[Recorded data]
____

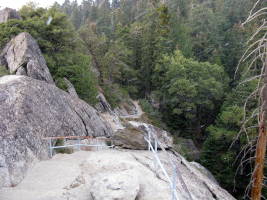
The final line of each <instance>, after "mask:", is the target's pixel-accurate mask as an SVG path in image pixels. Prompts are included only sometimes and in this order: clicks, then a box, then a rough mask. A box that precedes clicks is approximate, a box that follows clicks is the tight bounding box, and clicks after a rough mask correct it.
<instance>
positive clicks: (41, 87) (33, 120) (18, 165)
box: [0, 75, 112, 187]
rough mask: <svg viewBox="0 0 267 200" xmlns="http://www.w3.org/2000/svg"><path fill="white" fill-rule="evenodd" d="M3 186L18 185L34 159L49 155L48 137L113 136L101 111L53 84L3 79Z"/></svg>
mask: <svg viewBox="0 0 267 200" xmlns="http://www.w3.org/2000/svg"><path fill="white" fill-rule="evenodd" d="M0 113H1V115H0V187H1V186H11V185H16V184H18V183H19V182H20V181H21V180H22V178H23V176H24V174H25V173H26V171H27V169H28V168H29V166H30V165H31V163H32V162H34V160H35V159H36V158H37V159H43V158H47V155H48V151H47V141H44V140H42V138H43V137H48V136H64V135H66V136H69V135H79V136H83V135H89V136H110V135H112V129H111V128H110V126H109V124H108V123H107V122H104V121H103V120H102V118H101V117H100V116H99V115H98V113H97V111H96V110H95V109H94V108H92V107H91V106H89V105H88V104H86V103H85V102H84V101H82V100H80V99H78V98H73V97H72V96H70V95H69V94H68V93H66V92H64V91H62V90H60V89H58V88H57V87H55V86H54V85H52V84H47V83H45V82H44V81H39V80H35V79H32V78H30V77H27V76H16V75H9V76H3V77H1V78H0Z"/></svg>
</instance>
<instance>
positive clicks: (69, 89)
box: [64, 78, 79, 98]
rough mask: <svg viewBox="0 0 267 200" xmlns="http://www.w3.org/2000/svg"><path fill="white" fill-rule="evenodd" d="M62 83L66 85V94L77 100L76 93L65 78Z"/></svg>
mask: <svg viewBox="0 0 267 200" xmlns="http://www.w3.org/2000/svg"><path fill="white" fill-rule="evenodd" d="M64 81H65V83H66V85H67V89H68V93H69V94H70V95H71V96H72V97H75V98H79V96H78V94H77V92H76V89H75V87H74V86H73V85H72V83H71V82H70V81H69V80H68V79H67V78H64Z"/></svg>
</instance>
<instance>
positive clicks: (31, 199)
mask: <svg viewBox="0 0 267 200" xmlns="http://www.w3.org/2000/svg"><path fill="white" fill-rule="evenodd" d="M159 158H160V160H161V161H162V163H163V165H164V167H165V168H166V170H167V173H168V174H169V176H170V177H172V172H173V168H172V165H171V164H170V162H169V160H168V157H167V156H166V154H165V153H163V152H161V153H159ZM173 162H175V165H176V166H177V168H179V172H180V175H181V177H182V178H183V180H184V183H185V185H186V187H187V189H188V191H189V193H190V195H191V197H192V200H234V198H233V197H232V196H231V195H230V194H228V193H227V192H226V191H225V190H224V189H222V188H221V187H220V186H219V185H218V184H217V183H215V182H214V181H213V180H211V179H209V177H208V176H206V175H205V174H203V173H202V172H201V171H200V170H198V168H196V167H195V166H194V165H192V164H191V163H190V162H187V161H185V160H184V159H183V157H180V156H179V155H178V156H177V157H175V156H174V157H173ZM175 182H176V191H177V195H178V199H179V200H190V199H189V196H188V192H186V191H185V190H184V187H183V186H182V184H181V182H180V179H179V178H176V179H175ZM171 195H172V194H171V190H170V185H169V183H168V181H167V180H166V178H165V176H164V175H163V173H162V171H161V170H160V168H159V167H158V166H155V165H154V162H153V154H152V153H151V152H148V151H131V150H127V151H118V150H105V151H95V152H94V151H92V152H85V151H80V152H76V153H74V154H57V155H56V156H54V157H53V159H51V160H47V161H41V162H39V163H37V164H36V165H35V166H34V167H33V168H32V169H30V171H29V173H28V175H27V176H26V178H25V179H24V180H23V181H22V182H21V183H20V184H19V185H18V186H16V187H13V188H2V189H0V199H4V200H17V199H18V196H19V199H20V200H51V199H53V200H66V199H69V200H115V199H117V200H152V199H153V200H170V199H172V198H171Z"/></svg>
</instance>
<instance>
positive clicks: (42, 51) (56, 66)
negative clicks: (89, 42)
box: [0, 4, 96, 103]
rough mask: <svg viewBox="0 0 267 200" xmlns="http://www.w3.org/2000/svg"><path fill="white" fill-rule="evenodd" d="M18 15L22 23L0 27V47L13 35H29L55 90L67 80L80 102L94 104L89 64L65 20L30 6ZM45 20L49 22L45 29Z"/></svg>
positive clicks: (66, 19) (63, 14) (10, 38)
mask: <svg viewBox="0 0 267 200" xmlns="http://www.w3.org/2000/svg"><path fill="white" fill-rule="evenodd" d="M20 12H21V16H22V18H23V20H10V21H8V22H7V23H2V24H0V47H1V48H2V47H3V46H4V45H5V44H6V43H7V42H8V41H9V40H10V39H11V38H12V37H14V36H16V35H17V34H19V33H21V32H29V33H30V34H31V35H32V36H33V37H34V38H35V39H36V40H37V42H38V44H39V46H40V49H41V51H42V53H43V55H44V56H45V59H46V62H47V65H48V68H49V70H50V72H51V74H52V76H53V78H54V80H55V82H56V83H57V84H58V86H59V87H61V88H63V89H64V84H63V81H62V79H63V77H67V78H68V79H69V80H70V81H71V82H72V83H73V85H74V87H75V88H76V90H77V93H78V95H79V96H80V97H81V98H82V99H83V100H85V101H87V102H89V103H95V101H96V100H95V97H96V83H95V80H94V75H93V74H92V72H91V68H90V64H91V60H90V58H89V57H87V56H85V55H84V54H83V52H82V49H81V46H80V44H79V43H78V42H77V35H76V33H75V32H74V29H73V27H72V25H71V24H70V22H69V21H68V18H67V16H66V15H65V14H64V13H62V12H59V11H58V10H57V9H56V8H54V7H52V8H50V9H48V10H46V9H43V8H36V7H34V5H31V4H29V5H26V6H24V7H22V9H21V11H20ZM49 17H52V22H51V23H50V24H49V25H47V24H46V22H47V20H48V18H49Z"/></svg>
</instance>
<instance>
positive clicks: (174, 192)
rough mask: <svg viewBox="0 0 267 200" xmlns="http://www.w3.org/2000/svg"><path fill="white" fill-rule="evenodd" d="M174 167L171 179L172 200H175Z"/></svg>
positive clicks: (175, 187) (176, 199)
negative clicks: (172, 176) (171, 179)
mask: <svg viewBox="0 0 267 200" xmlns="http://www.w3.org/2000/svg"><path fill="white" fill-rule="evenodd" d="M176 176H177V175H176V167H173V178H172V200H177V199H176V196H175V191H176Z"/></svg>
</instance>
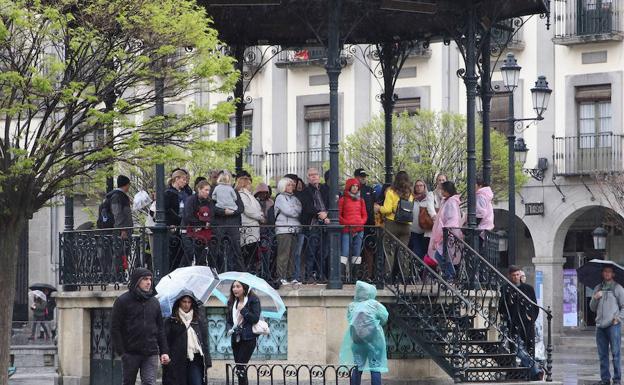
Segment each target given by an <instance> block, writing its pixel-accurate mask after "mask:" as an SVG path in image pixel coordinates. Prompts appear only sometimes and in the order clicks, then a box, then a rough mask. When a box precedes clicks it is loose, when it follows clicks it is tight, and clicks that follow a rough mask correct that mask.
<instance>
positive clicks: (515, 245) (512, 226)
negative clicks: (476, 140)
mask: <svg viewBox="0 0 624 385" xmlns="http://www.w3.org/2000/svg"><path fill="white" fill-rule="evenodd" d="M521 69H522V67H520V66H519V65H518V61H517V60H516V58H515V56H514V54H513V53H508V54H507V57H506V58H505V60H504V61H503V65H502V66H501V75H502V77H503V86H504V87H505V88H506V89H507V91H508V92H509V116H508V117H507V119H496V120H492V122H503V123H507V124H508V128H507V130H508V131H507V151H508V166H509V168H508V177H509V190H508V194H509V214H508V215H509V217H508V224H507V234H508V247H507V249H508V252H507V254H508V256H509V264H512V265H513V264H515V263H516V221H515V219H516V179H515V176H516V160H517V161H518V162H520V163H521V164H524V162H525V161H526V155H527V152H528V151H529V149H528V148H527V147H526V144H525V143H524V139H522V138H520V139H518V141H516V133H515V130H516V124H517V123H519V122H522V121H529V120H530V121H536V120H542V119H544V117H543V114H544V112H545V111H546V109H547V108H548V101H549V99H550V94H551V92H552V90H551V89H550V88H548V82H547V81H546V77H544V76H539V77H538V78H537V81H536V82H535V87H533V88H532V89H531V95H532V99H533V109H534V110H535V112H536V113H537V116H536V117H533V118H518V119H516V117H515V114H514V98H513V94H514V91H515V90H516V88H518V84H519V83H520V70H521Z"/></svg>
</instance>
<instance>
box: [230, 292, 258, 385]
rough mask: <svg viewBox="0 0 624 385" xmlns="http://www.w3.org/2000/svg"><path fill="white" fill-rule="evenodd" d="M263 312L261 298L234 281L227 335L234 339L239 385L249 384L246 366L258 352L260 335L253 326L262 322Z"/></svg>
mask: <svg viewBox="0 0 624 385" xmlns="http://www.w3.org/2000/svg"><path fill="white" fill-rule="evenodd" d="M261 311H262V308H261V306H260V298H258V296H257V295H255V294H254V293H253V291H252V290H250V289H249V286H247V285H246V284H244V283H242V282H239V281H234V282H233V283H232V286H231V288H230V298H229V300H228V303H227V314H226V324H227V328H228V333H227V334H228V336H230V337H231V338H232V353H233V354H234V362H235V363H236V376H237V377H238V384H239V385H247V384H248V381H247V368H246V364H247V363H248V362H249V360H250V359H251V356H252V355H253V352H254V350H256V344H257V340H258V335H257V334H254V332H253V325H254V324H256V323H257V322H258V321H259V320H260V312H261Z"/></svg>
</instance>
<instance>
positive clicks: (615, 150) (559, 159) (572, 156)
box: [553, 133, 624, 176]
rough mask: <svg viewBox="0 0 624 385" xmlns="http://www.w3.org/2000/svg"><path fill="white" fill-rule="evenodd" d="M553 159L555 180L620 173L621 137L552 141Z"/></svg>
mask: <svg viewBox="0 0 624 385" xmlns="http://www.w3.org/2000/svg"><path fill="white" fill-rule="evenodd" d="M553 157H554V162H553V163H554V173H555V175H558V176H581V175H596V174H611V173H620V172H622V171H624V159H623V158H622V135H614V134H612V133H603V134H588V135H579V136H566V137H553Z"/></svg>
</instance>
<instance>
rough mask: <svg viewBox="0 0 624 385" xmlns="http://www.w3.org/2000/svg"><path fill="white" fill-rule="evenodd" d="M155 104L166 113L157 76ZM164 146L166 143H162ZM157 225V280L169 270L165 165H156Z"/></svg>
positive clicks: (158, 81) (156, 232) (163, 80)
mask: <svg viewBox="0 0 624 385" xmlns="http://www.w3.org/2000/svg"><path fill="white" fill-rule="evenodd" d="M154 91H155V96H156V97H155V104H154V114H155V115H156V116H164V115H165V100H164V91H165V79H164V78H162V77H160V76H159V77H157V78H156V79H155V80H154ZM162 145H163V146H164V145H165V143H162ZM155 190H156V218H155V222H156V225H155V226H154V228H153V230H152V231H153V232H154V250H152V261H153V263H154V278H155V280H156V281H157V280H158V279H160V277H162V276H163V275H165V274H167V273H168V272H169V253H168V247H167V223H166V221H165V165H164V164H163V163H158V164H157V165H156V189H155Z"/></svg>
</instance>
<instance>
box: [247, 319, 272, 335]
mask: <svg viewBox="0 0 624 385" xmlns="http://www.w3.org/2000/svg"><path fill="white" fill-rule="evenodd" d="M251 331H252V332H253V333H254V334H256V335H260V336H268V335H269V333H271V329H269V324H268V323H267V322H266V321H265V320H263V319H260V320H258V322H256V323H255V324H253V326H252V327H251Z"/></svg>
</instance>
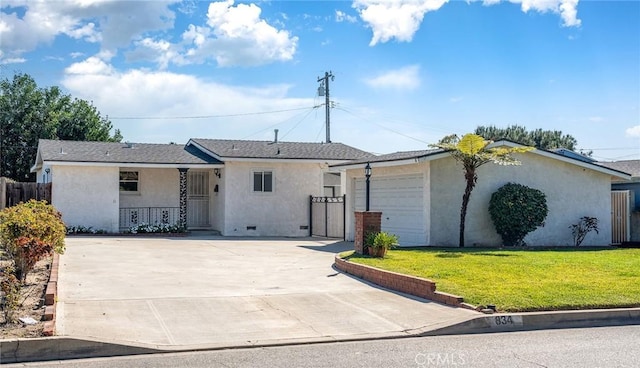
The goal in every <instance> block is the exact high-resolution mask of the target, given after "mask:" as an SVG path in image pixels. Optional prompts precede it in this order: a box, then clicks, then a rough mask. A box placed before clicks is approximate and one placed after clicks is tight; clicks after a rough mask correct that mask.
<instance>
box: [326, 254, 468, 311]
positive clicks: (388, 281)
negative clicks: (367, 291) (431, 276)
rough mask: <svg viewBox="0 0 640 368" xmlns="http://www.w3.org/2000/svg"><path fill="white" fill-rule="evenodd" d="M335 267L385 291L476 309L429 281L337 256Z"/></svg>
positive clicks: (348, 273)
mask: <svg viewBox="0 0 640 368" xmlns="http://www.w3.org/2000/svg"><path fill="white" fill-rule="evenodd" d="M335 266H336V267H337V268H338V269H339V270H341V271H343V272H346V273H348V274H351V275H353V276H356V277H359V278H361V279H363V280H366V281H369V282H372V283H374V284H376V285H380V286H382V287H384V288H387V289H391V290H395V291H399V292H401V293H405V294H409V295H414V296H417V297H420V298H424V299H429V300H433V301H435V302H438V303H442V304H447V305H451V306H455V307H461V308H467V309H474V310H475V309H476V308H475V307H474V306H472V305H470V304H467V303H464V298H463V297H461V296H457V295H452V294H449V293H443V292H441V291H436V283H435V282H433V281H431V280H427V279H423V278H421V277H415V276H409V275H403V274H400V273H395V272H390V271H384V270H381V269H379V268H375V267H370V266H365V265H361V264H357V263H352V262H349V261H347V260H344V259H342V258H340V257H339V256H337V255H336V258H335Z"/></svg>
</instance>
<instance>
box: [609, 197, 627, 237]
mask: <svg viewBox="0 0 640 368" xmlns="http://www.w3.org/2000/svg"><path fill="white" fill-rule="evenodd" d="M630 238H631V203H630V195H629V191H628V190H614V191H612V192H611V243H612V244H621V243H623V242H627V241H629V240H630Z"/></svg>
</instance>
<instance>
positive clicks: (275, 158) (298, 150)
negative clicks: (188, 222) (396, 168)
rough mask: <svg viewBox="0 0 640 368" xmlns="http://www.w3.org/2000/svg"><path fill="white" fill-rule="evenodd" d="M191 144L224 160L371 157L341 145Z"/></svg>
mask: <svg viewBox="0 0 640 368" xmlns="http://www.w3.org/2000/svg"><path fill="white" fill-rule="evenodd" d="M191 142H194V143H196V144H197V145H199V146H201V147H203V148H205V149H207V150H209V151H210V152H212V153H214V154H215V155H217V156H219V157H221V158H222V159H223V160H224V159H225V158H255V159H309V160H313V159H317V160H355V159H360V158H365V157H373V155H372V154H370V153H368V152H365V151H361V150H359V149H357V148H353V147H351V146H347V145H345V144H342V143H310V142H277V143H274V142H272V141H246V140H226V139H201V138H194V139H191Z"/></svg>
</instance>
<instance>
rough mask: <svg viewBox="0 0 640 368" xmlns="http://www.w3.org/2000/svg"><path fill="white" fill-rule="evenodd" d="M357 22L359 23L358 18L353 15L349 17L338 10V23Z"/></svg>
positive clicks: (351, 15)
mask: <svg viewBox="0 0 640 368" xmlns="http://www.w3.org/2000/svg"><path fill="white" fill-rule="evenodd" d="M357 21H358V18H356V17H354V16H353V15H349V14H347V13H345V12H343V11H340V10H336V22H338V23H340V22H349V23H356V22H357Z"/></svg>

____

▶ TASK DETAILS: Verbatim copy, pictures excluded: output the lines from the first line of the records above through the line containing "box: [64, 78, 79, 98]".

▶ OUTPUT FOR THIS TASK:
The final line of each <instance>, after "mask:", is the target's pixel-accurate mask as an SVG path in image pixels. Prompts are included only sometimes and in this order: clicks, then a box, then a rough mask. A box that precedes clicks is approximate, a box that follows clicks is the tight bounding box, and clicks after a rough mask correct it.
<instance>
positive clicks: (41, 87) (33, 120) (18, 165)
box: [0, 75, 112, 187]
rough mask: <svg viewBox="0 0 267 200" xmlns="http://www.w3.org/2000/svg"><path fill="white" fill-rule="evenodd" d="M3 186L18 185L34 159L49 155L48 137L113 136L101 111L53 84L3 79Z"/></svg>
mask: <svg viewBox="0 0 267 200" xmlns="http://www.w3.org/2000/svg"><path fill="white" fill-rule="evenodd" d="M0 113H1V115H0V187H1V186H11V185H16V184H18V183H19V182H20V181H21V180H22V178H23V176H24V174H25V173H26V171H27V169H28V168H29V166H30V165H31V163H32V162H34V160H35V159H36V158H37V159H43V158H47V155H48V151H47V141H44V140H42V138H43V137H48V136H64V135H66V136H69V135H79V136H83V135H89V136H110V135H112V129H111V128H110V126H109V124H108V123H107V122H104V121H103V120H102V118H101V117H100V116H99V115H98V113H97V111H96V110H95V109H94V108H92V107H91V106H89V105H88V104H86V103H85V102H84V101H82V100H80V99H78V98H73V97H72V96H70V95H69V94H68V93H66V92H64V91H62V90H60V89H58V88H57V87H55V86H54V85H52V84H47V83H45V82H44V81H39V80H35V79H32V78H30V77H27V76H16V75H9V76H3V77H1V78H0Z"/></svg>
</instance>
<instance>
positive clicks: (69, 89)
box: [64, 78, 79, 98]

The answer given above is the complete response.